• [Tasks]
1 > In the blog post on the appeals court's denial of the EPA's rehearing request, what group does the Utility Air Regulatory Group represent?
2 > Continue the blog post on the appeals court's denial of the EPA's rehearing request from where it stops.

• [Passage to read]

>> Start

Wednesday, May 21, 2008

EPA Denied A Rehearing En Banc by DC Circuit Court of Appeals

The folks at Turtle Talk have a good posting on this denial. Excerpt follows;

Environmentalists, however, doubt that the government will appeal the ruling to the high court, but leave open the option that industry may. “I would be astounded if the Solicitor General’s office walked this dog up to the Supreme Court’s steps to soil those grounds. The utility industry on the other hand follows different public health practices,” John Walke, clean air director at the Natural Resources Defense Council, said in a May 20 statement.

The U.S. Court of Appeals for the District of Columbia Circuit May 20 denied EPA’s petition for a rehearing en banc of the Feb. 8 ruling in State of New Jersey, et al., v. EPA that struck down the agency’s rule to establish a cap-and-trade scheme for reducing mercury emissions. The court also rejected a March 24 request by the Utility Air Regulatory Group — which represents electric generating companies — for a full panel rehearing.

The full post can be read here.

Developing Story - DC Circuit Court Denies Rehearing The Case - As Far As They Are Concerned CAMR Is Dead

The news reports are a little sketchy right now but it appears the US Circuit Court of Appeals has told the DOJ that their appeal for an en banc rehearing of the CAMR decision on behalf of the EPA has been denied. I will get more details as they become available. This leaves the stubborn EPA only one last resort, The Supreme Court of the United States. It is that or get on with MACT. I think everyone involved, the courts, the power companies, the public, everyone would just as soon get it settled. MACT is not that bad and delay will only make it worse, as the delay over the last couple years has.

>> End

• [Data listing]
>> Start

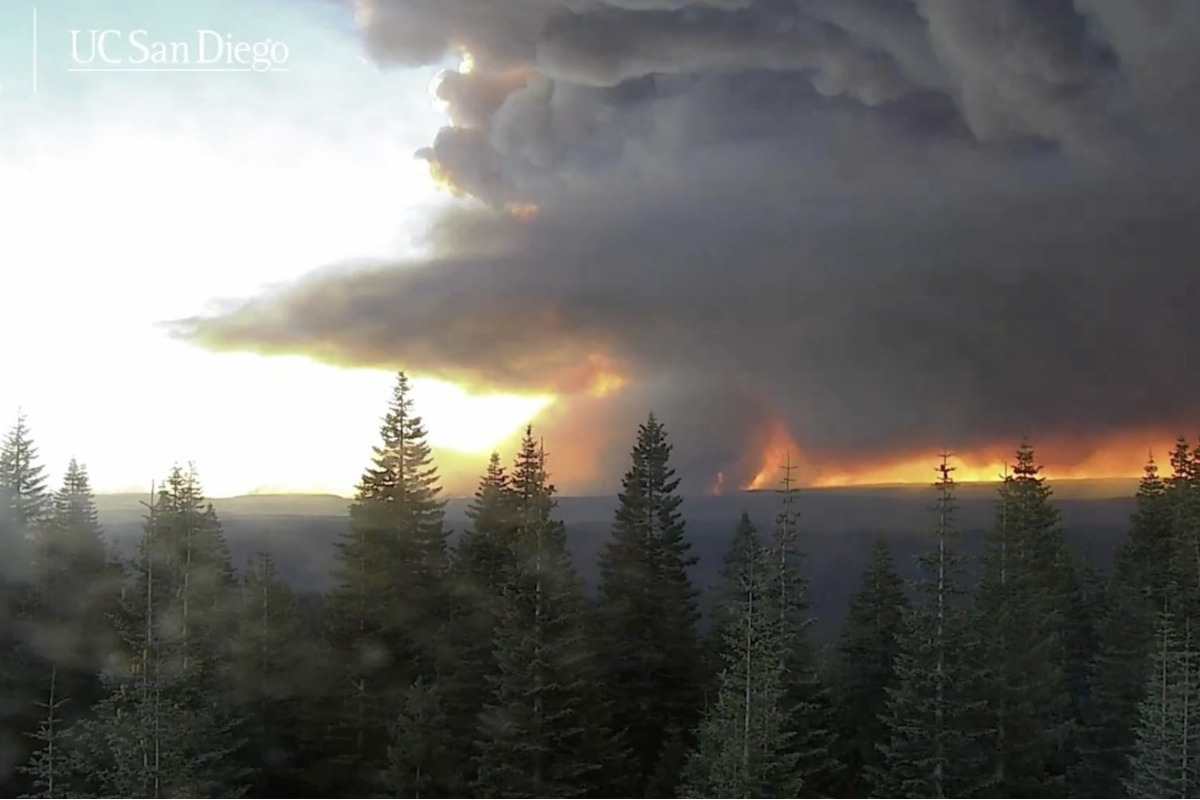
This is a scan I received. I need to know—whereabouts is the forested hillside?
[0,374,1200,798]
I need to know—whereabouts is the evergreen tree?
[0,414,52,536]
[443,452,516,783]
[703,513,758,690]
[869,455,984,799]
[26,459,124,712]
[1072,458,1178,798]
[386,678,460,800]
[835,537,907,798]
[1126,612,1200,799]
[1162,438,1200,614]
[977,443,1084,798]
[475,429,605,798]
[599,414,701,786]
[233,554,319,796]
[20,666,70,798]
[71,482,246,798]
[767,455,842,798]
[329,372,448,792]
[679,515,804,798]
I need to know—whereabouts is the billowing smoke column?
[180,0,1200,491]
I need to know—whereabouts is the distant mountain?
[96,480,1136,637]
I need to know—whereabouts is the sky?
[7,0,1200,494]
[0,0,544,495]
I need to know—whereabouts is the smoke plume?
[178,0,1200,491]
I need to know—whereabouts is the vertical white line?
[34,7,37,95]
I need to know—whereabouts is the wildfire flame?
[814,431,1175,487]
[588,354,629,398]
[458,47,475,76]
[428,158,462,197]
[746,420,800,492]
[504,203,539,219]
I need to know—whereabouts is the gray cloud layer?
[180,0,1200,491]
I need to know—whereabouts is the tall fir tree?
[474,428,607,798]
[767,453,842,798]
[229,554,320,798]
[977,443,1084,798]
[702,513,760,690]
[28,458,117,716]
[1124,612,1200,800]
[1072,458,1178,798]
[0,413,53,537]
[329,372,446,793]
[599,414,701,798]
[679,515,804,798]
[439,452,516,783]
[834,537,908,798]
[868,453,989,800]
[385,678,462,800]
[71,479,246,798]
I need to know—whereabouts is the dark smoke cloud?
[179,0,1200,491]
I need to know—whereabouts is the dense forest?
[0,373,1200,798]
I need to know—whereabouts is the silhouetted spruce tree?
[977,443,1084,798]
[0,414,53,537]
[329,372,446,792]
[230,554,322,798]
[1072,458,1178,798]
[703,513,758,690]
[385,678,453,799]
[599,414,701,796]
[679,515,804,798]
[442,452,516,783]
[1124,612,1200,799]
[0,413,52,793]
[474,429,606,798]
[26,459,124,720]
[1165,438,1200,616]
[71,479,246,798]
[767,456,842,798]
[20,663,70,798]
[834,537,907,798]
[868,455,990,799]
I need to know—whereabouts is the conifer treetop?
[0,411,52,529]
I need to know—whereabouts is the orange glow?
[812,455,1015,488]
[746,420,800,491]
[814,431,1175,487]
[504,203,539,219]
[458,47,475,76]
[430,161,462,197]
[588,355,629,398]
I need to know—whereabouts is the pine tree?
[679,515,804,798]
[28,459,116,712]
[767,453,842,798]
[71,479,246,798]
[599,414,701,786]
[977,443,1084,798]
[232,554,317,796]
[1126,612,1200,799]
[869,455,984,799]
[329,372,448,792]
[703,513,758,685]
[20,666,70,798]
[1072,458,1178,798]
[475,429,605,798]
[386,678,460,800]
[0,414,52,536]
[835,537,907,798]
[442,452,516,783]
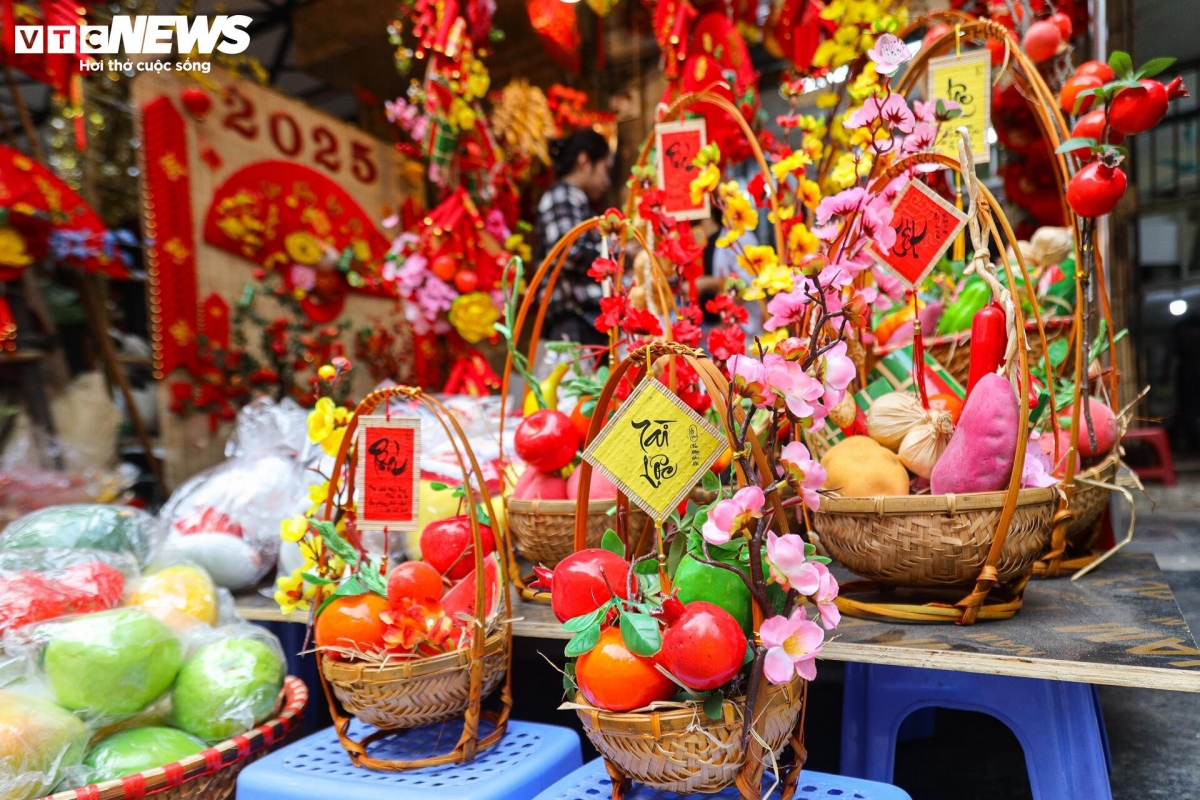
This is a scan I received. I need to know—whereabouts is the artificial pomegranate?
[1067,156,1128,217]
[661,600,746,691]
[538,547,629,622]
[1075,61,1117,83]
[421,515,496,581]
[1021,19,1062,62]
[1058,76,1104,114]
[1109,78,1188,136]
[514,408,583,473]
[1070,108,1124,161]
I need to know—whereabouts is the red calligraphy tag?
[871,180,967,290]
[654,120,709,219]
[355,416,421,530]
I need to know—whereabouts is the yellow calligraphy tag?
[928,49,991,164]
[583,378,726,521]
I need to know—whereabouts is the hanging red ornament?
[526,0,582,72]
[179,86,212,120]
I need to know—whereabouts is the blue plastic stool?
[841,663,1112,800]
[534,758,912,800]
[238,720,583,800]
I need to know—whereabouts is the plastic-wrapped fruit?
[0,690,91,800]
[662,601,746,691]
[128,564,218,628]
[172,637,284,742]
[575,627,676,711]
[38,608,181,720]
[83,727,208,783]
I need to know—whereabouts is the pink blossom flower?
[700,486,767,545]
[728,355,774,408]
[866,34,912,76]
[767,530,821,596]
[812,561,841,631]
[763,288,809,331]
[779,441,826,511]
[758,608,824,684]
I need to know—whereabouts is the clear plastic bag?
[0,547,138,636]
[0,504,162,566]
[4,608,182,728]
[172,624,287,744]
[160,449,314,591]
[0,687,91,800]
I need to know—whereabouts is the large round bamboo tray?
[575,678,804,794]
[43,676,308,800]
[814,488,1055,589]
[508,498,648,569]
[320,631,509,730]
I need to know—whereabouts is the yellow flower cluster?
[308,397,350,456]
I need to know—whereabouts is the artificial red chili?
[967,301,1008,397]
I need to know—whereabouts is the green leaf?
[600,528,625,558]
[564,622,600,658]
[1109,50,1133,78]
[1134,59,1175,78]
[1055,137,1099,152]
[667,534,688,578]
[634,559,659,575]
[704,692,725,720]
[563,600,616,633]
[619,614,662,657]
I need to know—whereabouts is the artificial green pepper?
[937,275,991,336]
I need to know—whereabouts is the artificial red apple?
[514,408,583,473]
[421,515,496,581]
[566,469,617,500]
[512,467,570,500]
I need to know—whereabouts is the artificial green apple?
[42,608,182,720]
[172,638,283,741]
[83,728,208,783]
[0,690,89,800]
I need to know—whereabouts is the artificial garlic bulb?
[866,392,929,451]
[899,411,954,477]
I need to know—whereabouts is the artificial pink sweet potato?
[929,373,1020,494]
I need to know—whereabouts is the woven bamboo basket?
[314,386,512,771]
[508,498,649,567]
[814,489,1055,589]
[43,676,308,800]
[320,632,509,730]
[575,678,806,795]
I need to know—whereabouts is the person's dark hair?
[550,128,608,179]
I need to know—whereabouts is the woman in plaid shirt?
[538,130,612,344]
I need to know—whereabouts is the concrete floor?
[514,473,1200,800]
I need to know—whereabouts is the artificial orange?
[575,627,676,711]
[313,593,388,657]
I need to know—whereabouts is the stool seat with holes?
[534,758,912,800]
[841,663,1112,800]
[238,720,583,800]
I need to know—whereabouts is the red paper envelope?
[870,180,967,290]
[654,120,709,219]
[354,416,421,530]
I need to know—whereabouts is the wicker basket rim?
[575,676,804,735]
[42,675,308,800]
[320,622,509,684]
[505,498,617,517]
[817,487,1056,516]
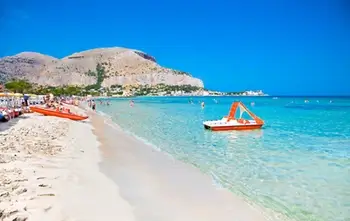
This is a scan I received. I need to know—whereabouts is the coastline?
[0,107,288,221]
[0,109,134,221]
[88,109,287,221]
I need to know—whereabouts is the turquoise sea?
[97,97,350,221]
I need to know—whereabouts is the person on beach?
[91,100,96,111]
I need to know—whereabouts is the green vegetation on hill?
[5,80,33,93]
[134,84,202,96]
[85,64,106,90]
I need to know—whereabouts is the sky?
[0,0,350,95]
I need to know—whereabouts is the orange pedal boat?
[203,101,264,131]
[30,107,88,120]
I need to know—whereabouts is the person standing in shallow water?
[91,100,96,111]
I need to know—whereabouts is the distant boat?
[203,101,264,131]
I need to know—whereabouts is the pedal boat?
[203,102,264,131]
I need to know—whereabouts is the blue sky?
[0,0,350,95]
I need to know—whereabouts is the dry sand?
[0,114,134,221]
[0,106,279,221]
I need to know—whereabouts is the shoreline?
[0,106,288,221]
[92,109,287,221]
[0,109,134,221]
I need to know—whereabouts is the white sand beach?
[0,114,134,221]
[0,106,277,221]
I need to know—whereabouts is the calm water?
[97,97,350,221]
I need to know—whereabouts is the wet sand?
[92,114,278,221]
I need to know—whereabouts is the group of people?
[88,100,96,111]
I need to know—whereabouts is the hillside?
[0,47,203,87]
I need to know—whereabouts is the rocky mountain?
[0,47,203,87]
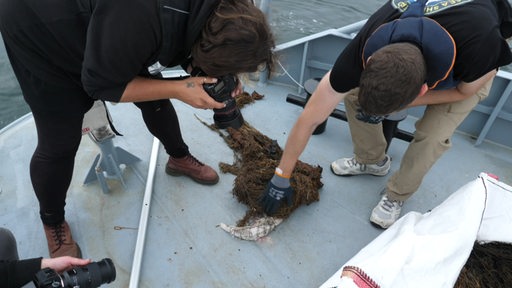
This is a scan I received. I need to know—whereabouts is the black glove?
[260,174,294,216]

>> End

• [Results of the exercise]
1 > It represents electric generating companies.

2 >
More to follow.

Thursday, May 15, 2008

Senate Holds Hearings on Mercury Emissions - S. 2643 The Mercury Emissions Control Act Takes The Stage

Taken from Talk Radio News the following excerpt;

The Senate Environment and Public Works Committee held a hearing to discuss various pieces of legislation pertaining to the proliferation of mercury in the environment and in exports. Chairman Barbara Boxer (D-CA) could not be present, so Sen. Tom Carper conducted the hearing in her place. Carper said that “one in 17 women of childbearing age have mercury in their blood at levels that could pose a risk to their unborn children,” emphasizing that these groups are most at risk for health threats.

The senators discussed the merits of various mercury legislation including the Clean Air Mercury Rule (CAMR), which Carper said was “flawed” and “did not go far enough to protect the health of America’s vulnerable populations.” He advocated instead the Mercury Emissions Control Act, which “would require the U.S. Environmental Protection Agency to issue a new, stronger rule to control mercury emissions from power plants, as required by the Clean Air Act.”

And this from;

A bill to amend the Clean Air Act to require the Administrator of the Environmental Protection Agency to promulgate regulations to control hazardous air pollutant emissions from electric utility steam generating units; to the Committee on Environment and Public Works (Congressional Record: February 14, 2008 [Senate], Page S1054). Text of the Bill is available here.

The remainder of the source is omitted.